Problem A:
Return every line of the records that contains the word "positive".
───── Page extract
Vladimir Putin had harsh words for former Secretary of State Hillary Clinton
Russian president calls Hillary Clinton "weak," "ungraceful" 00:43

Russian President Vladimir Putin offered an early look at the kinds of challenges former Secretary of State Hillary Clinton might face if she is elected the first woman president of the United States when he called Clinton "weak" and said it was best not to argue with her.

Putin was responding to a question about remarks Clinton made at a California fundraiser in March, where she compared Russia's actions in Ukraineto Adolf Hilter's incursion in Europe in the late 1930s.

"It's better not to argue with women," Putin said during an interview for Radio Europe 1 and TF1 TV channel Tuesday. "But Ms. Clinton has never been too graceful in her statements."

While noting that he and Clinton have had cordial conversations at international events, he added, "When people push boundaries too far, it's not because they are strong but because they are weak. But maybe weakness is not the worst quality for a woman."

The interviewer went on to say the he was "sure" Putin respects women, but asked whether Clinton had gone too far.
──────────
───── Provided data
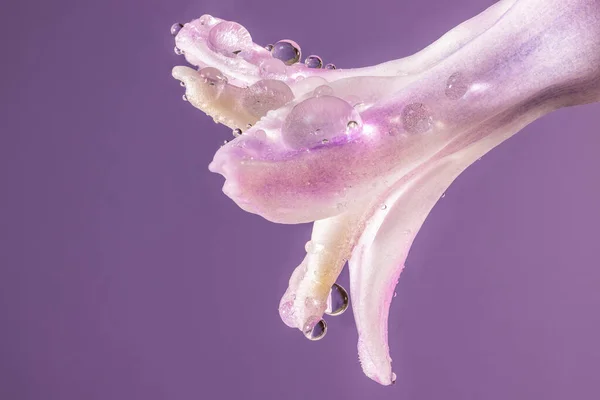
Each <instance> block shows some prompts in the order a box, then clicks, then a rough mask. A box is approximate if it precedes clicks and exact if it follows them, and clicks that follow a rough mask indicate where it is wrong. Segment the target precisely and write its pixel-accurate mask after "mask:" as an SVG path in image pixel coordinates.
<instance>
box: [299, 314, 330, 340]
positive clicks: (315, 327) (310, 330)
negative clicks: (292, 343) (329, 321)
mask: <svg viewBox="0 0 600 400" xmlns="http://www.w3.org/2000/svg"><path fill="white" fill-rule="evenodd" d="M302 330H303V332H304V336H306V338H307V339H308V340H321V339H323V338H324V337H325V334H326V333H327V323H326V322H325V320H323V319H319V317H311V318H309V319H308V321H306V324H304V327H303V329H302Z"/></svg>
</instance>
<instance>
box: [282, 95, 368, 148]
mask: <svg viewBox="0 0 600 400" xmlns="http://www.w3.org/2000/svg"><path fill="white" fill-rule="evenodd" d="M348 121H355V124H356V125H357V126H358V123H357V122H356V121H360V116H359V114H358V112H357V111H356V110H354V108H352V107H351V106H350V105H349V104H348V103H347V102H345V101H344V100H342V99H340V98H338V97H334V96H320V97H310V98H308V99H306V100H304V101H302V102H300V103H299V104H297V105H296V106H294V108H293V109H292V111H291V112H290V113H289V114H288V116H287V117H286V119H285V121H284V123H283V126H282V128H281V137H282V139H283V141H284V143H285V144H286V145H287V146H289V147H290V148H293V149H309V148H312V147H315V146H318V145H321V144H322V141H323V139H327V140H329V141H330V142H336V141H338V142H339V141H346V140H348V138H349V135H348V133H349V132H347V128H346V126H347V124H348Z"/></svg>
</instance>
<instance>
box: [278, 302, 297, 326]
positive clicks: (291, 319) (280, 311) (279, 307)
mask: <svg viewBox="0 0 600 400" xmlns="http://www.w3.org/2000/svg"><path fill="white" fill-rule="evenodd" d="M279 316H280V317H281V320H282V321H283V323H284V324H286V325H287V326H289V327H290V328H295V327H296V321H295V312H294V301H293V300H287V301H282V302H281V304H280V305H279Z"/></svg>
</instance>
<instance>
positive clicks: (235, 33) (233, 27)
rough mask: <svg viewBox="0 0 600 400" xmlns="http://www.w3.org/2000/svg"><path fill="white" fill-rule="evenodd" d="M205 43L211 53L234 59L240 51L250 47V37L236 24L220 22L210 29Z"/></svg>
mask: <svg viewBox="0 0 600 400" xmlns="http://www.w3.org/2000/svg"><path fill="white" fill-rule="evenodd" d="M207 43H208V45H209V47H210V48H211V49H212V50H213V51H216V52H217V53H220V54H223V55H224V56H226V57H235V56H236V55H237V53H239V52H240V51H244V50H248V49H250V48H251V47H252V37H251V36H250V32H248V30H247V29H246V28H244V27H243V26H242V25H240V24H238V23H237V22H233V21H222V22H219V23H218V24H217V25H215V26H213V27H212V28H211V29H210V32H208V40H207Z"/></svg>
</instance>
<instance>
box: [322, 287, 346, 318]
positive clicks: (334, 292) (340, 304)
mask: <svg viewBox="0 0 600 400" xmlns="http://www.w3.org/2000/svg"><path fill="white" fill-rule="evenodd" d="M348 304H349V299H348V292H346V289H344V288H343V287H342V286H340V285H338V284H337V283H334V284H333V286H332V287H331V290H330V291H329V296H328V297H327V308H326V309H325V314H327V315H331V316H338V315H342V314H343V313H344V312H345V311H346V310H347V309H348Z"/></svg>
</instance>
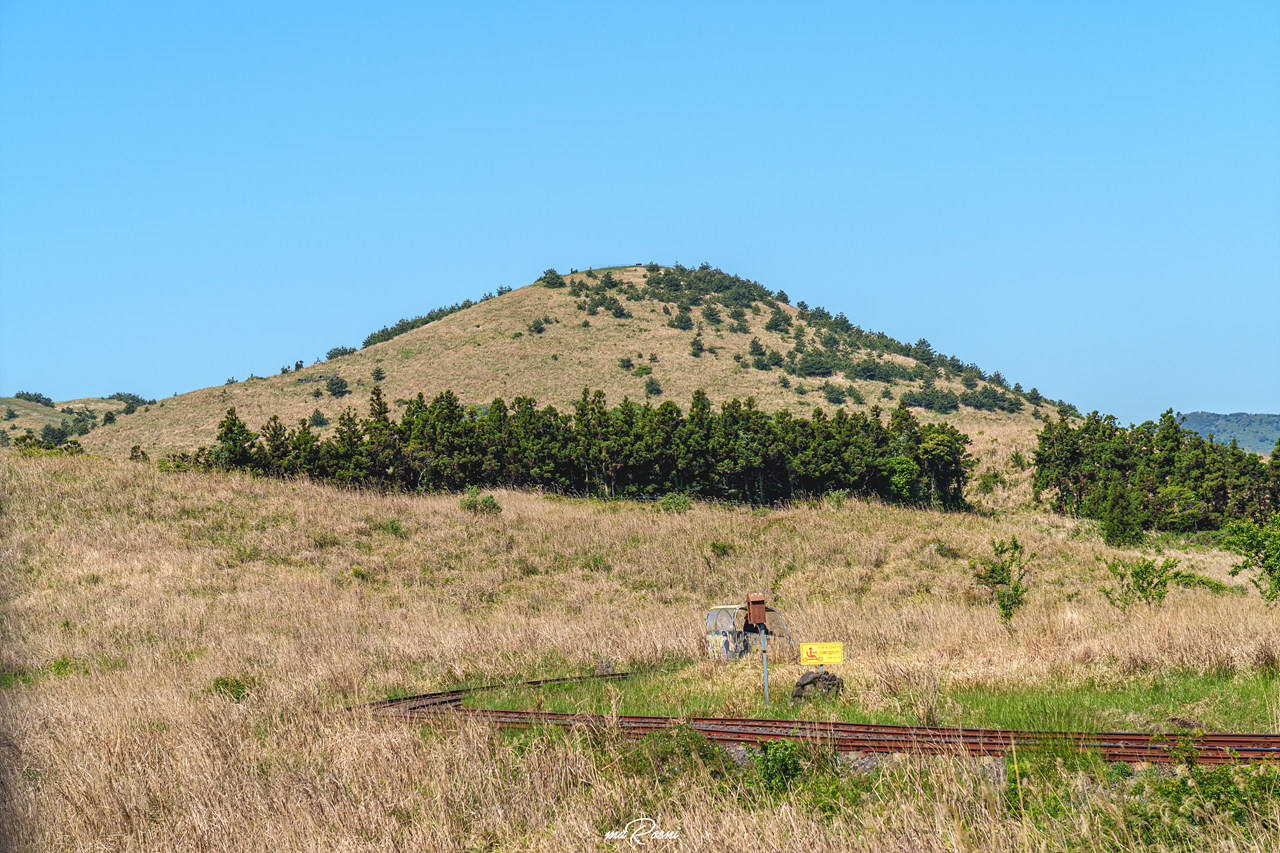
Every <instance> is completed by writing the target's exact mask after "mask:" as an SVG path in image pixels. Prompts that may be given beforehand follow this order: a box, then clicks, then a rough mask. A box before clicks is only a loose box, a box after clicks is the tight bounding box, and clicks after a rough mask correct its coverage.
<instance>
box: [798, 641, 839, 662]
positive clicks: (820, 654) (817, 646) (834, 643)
──────────
Problem B:
In the article on Putin's remarks about Clinton, reproduce everything from "Russian President Vladimir" down to "argue with her.", substituting "Senator" for "Secretary of State".

Output A:
positive clicks: (315, 327) (310, 330)
positive clicks: (291, 319) (280, 311) (279, 307)
positive clicks: (235, 33) (233, 27)
positive clicks: (334, 292) (340, 304)
positive clicks: (820, 654) (817, 646) (834, 643)

Output B:
Russian President Vladimir Putin offered an early look at the kinds of challenges former Senator Hillary Clinton might face if she is elected the first woman president of the United States when he called Clinton "weak" and said it was best not to argue with her.